## Task goal
Each line in the entries that has the word "query" has to be copied.

## Material supplied
+---+

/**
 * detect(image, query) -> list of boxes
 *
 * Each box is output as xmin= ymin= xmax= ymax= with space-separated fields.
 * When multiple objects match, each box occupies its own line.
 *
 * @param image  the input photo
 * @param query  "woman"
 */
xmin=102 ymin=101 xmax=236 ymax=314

+---+

## Result of this task
 * detect(image, query) -> list of boxes
 * @param query  "woman"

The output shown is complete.